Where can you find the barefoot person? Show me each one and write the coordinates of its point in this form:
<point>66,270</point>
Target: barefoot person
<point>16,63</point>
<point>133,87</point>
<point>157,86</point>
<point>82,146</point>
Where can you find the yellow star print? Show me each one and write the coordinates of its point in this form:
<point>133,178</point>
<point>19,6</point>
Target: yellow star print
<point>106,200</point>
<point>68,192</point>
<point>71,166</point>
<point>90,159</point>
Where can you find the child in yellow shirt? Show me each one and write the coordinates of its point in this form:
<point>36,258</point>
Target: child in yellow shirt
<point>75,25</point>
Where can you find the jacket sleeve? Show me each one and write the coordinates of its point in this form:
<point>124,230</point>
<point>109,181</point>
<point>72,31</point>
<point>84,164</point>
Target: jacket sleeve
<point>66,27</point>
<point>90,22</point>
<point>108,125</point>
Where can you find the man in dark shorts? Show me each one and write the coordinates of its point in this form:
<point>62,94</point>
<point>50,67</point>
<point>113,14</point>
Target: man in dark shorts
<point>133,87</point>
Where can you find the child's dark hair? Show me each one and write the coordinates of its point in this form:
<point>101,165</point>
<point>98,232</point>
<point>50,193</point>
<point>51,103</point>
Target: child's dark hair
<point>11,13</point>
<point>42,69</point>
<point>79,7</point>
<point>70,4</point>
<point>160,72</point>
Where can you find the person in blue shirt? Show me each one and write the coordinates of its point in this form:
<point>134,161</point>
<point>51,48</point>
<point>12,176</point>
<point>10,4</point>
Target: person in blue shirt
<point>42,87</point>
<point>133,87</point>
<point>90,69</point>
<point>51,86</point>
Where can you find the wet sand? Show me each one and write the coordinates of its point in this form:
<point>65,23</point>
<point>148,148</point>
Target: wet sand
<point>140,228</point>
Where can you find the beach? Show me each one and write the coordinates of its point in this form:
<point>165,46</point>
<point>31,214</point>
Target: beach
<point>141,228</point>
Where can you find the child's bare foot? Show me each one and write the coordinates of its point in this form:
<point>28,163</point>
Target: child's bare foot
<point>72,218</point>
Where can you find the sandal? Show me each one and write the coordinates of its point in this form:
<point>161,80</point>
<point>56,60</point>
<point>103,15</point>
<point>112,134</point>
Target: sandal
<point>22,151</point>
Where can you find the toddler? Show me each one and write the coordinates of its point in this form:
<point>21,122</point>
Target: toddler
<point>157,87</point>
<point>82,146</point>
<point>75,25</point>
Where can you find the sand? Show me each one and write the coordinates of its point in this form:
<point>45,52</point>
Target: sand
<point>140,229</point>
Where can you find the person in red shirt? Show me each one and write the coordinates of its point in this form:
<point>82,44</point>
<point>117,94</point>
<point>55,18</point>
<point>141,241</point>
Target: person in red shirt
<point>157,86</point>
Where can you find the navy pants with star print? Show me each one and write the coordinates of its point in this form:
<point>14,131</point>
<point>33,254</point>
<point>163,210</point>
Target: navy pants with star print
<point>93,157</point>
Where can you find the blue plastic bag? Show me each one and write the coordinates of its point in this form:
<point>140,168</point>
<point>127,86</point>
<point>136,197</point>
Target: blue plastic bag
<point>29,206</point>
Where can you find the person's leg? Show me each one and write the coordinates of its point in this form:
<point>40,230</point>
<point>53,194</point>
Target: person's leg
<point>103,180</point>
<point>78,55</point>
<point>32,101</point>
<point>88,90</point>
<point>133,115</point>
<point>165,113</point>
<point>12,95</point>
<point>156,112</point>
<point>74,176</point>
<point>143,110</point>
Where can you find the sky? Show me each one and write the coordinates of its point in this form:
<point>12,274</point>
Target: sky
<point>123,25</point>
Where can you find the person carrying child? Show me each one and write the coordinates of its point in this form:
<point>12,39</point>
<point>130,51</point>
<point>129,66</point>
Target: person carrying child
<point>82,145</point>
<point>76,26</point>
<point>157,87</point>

==

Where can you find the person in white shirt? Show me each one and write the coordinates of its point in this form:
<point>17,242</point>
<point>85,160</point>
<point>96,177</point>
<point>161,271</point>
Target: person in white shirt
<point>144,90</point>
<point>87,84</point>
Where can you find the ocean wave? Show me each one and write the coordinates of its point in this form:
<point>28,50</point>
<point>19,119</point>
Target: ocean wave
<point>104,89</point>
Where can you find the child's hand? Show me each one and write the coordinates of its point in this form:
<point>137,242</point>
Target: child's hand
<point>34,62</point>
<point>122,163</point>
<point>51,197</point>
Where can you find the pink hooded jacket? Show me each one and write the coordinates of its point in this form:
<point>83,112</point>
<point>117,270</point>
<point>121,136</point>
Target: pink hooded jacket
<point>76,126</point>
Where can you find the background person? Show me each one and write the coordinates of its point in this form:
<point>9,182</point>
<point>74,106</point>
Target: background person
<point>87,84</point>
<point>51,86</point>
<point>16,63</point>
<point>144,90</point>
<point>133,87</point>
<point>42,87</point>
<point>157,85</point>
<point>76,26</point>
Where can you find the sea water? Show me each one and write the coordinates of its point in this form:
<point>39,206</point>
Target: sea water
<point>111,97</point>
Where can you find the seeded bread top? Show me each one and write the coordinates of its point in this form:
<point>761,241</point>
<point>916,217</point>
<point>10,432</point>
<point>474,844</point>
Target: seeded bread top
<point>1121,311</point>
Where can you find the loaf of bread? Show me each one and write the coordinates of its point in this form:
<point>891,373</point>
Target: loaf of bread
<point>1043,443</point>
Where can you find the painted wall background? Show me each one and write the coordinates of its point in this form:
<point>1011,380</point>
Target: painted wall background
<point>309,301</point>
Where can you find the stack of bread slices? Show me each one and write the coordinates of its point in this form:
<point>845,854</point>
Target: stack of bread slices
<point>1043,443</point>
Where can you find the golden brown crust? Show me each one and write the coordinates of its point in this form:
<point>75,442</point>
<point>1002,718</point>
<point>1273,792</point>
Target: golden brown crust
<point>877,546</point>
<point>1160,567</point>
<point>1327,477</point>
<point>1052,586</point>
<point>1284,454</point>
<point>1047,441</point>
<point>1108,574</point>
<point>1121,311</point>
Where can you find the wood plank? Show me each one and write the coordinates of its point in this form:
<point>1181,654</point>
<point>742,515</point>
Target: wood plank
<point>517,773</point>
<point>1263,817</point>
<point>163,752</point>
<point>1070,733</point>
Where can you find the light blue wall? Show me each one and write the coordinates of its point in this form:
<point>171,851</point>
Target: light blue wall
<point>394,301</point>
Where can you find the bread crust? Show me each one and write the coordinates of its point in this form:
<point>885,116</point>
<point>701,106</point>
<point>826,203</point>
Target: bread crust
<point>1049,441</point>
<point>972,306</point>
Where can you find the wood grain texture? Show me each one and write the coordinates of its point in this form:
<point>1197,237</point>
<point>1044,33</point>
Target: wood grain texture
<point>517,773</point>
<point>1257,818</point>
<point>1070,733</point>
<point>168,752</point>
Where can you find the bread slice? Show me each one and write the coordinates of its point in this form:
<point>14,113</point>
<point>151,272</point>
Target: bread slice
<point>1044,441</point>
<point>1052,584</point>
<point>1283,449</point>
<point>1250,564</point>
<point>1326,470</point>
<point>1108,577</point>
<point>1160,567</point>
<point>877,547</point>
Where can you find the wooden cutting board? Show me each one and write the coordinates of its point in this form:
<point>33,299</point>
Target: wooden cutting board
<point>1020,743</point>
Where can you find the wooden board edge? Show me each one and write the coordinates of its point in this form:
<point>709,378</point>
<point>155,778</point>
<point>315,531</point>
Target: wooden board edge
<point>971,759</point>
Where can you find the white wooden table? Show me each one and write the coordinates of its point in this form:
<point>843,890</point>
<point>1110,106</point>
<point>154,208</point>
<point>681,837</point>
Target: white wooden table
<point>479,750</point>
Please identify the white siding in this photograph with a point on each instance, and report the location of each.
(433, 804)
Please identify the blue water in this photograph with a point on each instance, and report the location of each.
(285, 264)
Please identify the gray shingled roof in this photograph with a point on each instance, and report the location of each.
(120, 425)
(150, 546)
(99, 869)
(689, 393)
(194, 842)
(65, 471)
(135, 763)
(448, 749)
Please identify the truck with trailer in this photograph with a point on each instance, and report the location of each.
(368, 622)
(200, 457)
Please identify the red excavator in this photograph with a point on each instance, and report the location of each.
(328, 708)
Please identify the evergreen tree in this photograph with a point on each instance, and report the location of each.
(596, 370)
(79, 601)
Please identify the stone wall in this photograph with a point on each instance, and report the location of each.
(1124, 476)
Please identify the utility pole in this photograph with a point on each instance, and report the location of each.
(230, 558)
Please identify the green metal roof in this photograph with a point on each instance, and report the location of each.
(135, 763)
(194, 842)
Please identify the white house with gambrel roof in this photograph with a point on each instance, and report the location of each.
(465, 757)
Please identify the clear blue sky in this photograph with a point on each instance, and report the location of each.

- **WHAT IS NEEDED**
Find every line in the records that contains the word "edge" and copy each of those lines out. Matching is case-sensitive.

- **REPLY TO THE EXERCISE**
Where can you find the wooden board edge? Show me each one and write the coordinates of its point in this form:
Target: wooden board edge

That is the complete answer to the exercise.